---------- SUPPLIED PASSAGE ----------

Murdoch's 'Journal': Some Like It Bought

The people have spoken, and they disagree.

Earlier this week, we asked whether Portfolio readers think there's been a change in The Wall Street Journal's quality -- either for better or worse -- since Rupert Murdoch took control of the paper in December.

Of the nearly 300 who responded, a plurality of 44 percent think the paper has fallen off, while 29 percent disagreed, saying they think it has improved since the takeover. And a solid quarter of poll-takers punted, insisting there's no clear difference between then and now.

That mix of reactions was roughly mirrored in my informal poll of media critics who keep close tabs on the Journal's every move. Chris Roush, director of the Carolina Business News Initiative at the University of North Carolina's School of Journalism and Mass Communication, takes the most popular view. "What's happened to the Journal is that it's entered the world of journalism where its news is more a commodity," he says. "Before, the Journal's journalism was all about exclusivity.

"The quirky feature stories on the front page have been relegated to the bottom of the page* or no longer appear. The in-depth analysis of companies seems to be missing as well. I like to sink my teeth into a 30-inch profile of a CEO or a company, and yet, I'm not finding those stories as much as I used to. Instead, I'm finding the stories that I can get anywhere else, including online for free."

---------- DATA RECORDS ----------

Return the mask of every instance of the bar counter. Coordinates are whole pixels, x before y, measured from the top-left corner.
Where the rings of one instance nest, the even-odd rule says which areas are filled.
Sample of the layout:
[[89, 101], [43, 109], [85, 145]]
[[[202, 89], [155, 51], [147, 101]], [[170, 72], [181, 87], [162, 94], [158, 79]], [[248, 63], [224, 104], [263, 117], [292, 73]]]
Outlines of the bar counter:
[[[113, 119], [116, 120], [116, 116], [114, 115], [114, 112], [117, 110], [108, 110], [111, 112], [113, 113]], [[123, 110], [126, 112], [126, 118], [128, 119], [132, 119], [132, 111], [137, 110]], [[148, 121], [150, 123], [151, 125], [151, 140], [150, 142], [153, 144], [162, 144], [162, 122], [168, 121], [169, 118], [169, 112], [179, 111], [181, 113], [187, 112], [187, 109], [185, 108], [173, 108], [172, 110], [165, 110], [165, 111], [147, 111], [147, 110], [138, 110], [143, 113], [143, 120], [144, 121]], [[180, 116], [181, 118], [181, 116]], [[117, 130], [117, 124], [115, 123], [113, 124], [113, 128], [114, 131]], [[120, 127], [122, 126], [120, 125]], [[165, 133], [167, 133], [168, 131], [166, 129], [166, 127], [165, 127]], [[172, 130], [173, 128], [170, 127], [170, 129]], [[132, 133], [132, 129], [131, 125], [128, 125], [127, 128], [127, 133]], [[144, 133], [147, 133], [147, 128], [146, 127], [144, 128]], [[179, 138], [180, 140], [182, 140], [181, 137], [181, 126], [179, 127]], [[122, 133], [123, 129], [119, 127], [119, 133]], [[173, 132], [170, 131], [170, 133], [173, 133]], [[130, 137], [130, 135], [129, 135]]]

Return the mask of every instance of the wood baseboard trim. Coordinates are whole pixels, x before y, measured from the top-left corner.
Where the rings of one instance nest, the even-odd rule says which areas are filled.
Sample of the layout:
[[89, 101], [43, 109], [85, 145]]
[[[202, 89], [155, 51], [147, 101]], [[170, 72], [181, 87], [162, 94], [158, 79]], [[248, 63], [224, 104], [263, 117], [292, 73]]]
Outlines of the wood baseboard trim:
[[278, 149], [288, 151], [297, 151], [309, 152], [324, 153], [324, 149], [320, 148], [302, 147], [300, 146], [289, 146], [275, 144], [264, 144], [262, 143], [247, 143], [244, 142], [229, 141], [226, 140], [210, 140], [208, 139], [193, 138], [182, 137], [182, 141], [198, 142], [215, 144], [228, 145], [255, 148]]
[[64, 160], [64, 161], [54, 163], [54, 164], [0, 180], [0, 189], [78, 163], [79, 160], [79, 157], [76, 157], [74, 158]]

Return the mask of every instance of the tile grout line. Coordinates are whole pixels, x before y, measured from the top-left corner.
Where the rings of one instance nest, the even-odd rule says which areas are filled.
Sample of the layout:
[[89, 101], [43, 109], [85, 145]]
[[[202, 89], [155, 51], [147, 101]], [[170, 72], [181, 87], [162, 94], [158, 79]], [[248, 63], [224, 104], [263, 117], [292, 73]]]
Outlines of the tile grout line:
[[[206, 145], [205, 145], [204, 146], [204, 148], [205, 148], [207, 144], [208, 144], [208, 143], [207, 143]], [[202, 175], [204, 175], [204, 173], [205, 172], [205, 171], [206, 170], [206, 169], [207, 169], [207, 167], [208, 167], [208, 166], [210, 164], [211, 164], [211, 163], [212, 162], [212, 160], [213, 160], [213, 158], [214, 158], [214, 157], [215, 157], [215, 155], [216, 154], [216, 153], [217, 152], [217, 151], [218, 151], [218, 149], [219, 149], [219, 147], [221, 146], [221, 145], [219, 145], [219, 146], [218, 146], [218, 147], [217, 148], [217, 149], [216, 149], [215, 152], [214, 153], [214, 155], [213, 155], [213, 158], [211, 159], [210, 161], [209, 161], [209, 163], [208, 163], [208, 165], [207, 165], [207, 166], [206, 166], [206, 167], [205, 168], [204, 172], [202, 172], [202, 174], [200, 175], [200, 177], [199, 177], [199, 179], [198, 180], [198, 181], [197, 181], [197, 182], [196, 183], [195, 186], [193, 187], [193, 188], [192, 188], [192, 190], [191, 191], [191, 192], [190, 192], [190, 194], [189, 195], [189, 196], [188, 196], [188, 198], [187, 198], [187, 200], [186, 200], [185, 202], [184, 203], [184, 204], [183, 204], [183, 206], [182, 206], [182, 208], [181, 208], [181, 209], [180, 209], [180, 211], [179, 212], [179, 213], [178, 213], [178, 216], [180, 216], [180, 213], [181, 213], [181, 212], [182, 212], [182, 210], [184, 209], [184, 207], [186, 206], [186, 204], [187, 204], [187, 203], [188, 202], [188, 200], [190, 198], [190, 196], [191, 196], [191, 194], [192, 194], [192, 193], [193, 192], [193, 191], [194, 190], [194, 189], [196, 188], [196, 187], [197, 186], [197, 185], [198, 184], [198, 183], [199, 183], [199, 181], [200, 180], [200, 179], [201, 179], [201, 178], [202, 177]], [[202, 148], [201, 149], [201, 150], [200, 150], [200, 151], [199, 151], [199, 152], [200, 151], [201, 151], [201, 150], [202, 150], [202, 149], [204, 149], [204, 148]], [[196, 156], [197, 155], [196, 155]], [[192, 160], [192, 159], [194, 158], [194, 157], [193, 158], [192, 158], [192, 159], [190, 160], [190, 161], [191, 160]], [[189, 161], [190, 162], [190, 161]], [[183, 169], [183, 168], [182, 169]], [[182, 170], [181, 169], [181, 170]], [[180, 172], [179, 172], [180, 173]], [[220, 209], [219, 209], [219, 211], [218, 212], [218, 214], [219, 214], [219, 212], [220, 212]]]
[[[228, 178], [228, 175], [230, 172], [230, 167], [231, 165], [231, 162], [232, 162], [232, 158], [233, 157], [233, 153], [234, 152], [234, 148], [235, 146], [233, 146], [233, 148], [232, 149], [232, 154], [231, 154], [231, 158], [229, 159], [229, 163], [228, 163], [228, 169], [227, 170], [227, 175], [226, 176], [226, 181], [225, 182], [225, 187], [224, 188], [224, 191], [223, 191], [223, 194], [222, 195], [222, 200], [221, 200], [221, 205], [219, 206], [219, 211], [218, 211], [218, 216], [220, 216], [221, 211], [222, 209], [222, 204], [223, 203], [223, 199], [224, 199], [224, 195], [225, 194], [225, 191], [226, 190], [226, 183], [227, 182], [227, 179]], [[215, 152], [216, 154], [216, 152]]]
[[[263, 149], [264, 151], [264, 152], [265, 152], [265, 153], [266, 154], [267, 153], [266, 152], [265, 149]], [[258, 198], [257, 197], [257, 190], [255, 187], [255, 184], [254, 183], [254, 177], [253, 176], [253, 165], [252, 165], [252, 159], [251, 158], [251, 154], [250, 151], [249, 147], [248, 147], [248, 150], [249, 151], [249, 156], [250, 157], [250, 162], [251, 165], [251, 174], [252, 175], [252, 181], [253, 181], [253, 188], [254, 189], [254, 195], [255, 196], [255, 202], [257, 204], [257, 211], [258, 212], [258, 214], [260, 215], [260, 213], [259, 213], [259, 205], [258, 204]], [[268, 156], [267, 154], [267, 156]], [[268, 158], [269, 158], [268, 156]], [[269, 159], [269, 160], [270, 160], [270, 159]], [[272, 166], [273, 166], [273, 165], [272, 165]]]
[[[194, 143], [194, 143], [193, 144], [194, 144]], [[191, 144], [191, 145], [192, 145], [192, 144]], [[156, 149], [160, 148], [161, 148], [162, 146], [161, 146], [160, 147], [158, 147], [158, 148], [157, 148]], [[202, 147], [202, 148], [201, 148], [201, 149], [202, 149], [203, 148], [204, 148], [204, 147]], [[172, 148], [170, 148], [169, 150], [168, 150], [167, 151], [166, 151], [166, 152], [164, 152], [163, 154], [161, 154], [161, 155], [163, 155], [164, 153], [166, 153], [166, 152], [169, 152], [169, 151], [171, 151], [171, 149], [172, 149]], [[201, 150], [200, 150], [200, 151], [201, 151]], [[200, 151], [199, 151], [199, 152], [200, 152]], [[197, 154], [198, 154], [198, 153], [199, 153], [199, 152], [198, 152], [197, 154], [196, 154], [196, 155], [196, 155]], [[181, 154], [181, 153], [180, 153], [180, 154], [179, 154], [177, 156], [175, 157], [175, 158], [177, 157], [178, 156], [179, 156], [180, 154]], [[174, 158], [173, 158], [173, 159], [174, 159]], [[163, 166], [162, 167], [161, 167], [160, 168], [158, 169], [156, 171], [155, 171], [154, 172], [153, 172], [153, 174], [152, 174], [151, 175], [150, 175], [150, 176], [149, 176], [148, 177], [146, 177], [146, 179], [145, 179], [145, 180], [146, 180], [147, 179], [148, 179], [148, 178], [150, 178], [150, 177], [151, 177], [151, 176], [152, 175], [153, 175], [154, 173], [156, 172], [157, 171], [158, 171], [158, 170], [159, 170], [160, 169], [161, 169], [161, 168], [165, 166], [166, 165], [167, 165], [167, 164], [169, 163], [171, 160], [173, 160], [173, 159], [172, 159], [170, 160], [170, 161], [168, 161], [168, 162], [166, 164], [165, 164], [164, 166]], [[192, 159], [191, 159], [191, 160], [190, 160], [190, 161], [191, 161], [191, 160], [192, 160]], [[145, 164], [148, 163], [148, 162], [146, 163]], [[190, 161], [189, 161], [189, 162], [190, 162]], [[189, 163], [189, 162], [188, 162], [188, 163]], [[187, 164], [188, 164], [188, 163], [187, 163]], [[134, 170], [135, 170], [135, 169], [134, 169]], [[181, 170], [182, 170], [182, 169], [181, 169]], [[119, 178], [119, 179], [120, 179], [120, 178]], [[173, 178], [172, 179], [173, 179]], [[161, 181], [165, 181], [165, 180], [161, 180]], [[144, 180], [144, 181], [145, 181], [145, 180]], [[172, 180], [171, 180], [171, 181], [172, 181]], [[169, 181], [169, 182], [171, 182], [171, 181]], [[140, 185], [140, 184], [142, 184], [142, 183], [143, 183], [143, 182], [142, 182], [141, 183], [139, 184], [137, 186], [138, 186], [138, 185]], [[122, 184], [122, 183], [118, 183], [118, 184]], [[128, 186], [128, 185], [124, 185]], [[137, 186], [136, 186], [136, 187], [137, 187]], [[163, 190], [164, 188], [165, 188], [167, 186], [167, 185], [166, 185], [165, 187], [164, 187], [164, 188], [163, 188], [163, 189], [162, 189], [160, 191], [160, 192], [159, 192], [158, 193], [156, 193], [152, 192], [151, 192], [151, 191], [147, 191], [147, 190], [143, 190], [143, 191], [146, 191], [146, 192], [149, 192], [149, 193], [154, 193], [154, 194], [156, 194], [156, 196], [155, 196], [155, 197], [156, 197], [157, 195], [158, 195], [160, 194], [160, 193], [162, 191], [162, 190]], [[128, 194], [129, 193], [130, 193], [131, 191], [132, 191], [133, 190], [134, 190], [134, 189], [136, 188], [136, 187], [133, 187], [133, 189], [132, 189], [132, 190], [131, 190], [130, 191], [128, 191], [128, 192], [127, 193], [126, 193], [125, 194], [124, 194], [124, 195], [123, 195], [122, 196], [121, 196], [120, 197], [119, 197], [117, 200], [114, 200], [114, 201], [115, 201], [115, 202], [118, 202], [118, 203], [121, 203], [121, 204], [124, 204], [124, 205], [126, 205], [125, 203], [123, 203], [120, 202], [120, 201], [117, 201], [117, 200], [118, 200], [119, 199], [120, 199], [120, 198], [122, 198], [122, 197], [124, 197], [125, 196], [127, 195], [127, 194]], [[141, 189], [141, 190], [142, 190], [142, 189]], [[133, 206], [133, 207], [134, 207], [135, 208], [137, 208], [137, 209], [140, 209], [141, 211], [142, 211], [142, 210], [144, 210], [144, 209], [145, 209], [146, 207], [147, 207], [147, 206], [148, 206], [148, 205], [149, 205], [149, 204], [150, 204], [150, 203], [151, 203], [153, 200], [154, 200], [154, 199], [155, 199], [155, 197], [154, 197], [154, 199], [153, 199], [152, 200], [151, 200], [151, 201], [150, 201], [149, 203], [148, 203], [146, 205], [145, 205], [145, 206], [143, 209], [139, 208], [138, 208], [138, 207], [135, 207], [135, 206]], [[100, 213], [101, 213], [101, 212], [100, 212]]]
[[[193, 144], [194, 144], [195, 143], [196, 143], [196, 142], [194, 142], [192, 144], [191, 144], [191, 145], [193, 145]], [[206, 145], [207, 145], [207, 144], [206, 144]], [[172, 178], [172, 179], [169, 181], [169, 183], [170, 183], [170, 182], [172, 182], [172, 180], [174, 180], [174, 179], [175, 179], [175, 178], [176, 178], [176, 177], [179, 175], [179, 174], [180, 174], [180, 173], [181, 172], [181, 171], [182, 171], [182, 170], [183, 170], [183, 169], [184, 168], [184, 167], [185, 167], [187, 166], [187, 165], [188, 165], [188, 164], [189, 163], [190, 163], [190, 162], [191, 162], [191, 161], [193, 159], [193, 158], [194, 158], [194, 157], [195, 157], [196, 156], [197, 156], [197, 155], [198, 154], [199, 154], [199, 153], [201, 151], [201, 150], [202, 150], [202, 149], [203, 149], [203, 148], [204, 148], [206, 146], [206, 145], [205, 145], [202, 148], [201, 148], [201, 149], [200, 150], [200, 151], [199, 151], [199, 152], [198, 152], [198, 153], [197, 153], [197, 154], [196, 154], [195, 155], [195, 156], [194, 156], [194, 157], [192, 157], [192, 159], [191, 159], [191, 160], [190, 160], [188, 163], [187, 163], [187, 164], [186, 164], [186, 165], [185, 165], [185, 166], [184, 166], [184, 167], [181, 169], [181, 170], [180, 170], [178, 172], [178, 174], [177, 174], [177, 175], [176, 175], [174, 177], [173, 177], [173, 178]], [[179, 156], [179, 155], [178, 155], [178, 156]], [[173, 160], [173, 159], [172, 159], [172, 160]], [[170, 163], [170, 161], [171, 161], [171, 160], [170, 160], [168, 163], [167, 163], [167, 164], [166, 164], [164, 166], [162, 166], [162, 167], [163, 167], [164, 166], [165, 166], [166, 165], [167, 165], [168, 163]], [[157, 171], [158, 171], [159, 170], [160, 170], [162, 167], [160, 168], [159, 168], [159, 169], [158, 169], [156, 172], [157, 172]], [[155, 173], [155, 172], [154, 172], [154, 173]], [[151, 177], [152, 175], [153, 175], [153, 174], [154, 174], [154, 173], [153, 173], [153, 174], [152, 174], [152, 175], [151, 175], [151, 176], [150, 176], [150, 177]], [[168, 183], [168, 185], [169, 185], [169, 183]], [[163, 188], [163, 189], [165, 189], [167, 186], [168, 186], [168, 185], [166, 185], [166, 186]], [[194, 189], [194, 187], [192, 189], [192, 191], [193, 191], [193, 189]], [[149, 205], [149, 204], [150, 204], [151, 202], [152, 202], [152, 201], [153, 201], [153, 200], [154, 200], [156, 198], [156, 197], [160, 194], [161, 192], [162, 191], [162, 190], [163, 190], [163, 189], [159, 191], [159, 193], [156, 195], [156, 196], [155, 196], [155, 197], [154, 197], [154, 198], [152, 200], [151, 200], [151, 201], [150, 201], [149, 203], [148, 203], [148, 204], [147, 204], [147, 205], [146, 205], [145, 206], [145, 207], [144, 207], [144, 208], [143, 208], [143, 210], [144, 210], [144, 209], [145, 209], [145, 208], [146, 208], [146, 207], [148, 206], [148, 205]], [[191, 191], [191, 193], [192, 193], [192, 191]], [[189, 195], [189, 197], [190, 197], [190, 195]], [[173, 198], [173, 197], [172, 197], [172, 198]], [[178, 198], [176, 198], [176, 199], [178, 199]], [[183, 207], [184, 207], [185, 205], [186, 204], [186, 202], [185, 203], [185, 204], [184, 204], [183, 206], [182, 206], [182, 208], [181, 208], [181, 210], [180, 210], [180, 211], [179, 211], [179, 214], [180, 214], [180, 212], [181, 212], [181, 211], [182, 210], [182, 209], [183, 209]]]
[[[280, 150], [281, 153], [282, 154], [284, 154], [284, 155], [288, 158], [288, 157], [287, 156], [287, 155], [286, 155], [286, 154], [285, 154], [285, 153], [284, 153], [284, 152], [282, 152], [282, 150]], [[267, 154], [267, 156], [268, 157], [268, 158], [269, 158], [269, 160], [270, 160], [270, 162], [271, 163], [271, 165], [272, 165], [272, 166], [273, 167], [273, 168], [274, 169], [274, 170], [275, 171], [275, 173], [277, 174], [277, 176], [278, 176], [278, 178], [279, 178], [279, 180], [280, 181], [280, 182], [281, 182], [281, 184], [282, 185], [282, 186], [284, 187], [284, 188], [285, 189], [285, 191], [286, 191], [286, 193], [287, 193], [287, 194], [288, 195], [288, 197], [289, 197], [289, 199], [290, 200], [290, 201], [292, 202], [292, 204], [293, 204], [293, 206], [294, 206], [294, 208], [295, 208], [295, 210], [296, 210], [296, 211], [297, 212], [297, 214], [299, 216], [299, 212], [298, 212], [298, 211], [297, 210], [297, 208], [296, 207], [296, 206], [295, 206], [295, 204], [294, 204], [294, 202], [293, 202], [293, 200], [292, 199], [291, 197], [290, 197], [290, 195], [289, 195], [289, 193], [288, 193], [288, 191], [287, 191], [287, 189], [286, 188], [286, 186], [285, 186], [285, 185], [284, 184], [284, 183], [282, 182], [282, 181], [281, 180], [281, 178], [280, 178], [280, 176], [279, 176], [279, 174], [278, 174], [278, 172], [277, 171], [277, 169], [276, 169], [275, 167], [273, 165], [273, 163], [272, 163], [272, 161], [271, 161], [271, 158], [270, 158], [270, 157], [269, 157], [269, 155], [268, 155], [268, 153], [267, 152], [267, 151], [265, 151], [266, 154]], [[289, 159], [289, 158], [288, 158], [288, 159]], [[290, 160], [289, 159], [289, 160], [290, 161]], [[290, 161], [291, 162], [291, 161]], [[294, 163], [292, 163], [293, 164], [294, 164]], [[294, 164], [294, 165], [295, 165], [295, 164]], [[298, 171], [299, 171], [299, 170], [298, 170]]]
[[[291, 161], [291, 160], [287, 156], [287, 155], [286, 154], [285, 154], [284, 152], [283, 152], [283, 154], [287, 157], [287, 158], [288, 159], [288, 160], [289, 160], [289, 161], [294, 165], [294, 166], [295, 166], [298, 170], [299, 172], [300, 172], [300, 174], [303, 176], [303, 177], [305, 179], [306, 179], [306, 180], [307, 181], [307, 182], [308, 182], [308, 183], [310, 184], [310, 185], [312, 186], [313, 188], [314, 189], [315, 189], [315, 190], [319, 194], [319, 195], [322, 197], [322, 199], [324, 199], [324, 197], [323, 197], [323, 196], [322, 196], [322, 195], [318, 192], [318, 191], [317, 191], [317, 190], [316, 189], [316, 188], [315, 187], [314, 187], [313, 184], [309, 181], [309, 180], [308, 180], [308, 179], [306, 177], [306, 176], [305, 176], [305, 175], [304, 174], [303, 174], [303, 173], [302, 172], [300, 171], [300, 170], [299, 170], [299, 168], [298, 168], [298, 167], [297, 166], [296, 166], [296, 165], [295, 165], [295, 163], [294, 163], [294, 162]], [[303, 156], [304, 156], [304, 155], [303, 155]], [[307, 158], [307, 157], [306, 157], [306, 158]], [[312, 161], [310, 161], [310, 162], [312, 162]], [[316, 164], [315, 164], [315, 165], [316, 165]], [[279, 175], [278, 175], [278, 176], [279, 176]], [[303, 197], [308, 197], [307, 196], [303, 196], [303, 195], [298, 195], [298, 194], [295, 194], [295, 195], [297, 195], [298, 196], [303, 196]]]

----------

* WRITTEN REQUEST 1:
Update the Murdoch article, replacing "punted" with "abstained": begin at the words "Earlier this week, we" and stop after "then and now.".
* WRITTEN REQUEST 2:
According to the Murdoch article, what percentage of respondents said The Wall Street Journal has improved since the takeover?
* WRITTEN REQUEST 3:
Proceed with the Murdoch article, picking up after its final sentence.
These entries are separate material, distinct from the Murdoch article.

* RIGHT ANSWER 1:
Earlier this week, we asked whether Portfolio readers think there's been a change in The Wall Street Journal's quality -- either for better or worse -- since Rupert Murdoch took control of the paper in December.

Of the nearly 300 who responded, a plurality of 44 percent think the paper has fallen off, while 29 percent disagreed, saying they think it has improved since the takeover. And a solid quarter of poll-takers abstained, insisting there's no clear difference between then and now.

* RIGHT ANSWER 2:
29 percent

* RIGHT ANSWER 3:
But Sylvia Nasar, co-director of Columbia University's business journalism program, sees it entirely differently. "I love the Journal even more these days and read it before anything else every morning. The changes don't seem dramatic to me, however. The paper just seems... sharper. Perhaps also more appealing to women. The sub-prime and credit crunch coverage has been excellent. Ditto for coverage of Latin America, the Democratic primaries and the media."

Ad Age media critic Simon Dumenco has also been digging the Journal lately, although he's not sure who deserves the credit. "It could be that 'the good stuff' is just coming into greater relief lately because the end of primary season has freed up Page One. But it could also be that Robert Thomson actually knows what the hell he's doing -- and Rupert Murdoch does too, in having put Thomson in charge."

New Yorker writer Ken Auletta, who won a Mirror Award this week for his coverage of Murdoch's courtship of Dow Jones, says it's too early for judgment. "Some things are better," he says. "That three-part series they did on Bear Stearns was a fabulous piece of work, and certainly was not a reflection of shorter stories or fewer editors."

But, he adds, "in some ways you wonder. When you switch to more heavily international news, more heavily political news, is there a danger you'll alienate your core business constituency?"

And Dean Starkman, who has written hard-hitting columns (including this one) about the Journal's loss of independence for the Columbia Journalism Review, cautions against comparing the new Journal to the paper at its loftiest peaks of years past rather than to the way it was in 2007. Immediately prior to the takeover, he says, "I thought the paper was sort of at a low ebb, journalistically -- with some massive exceptions," he says. "I don't think the changes that are visible are especially good, but it hasn't fallen off a cliff."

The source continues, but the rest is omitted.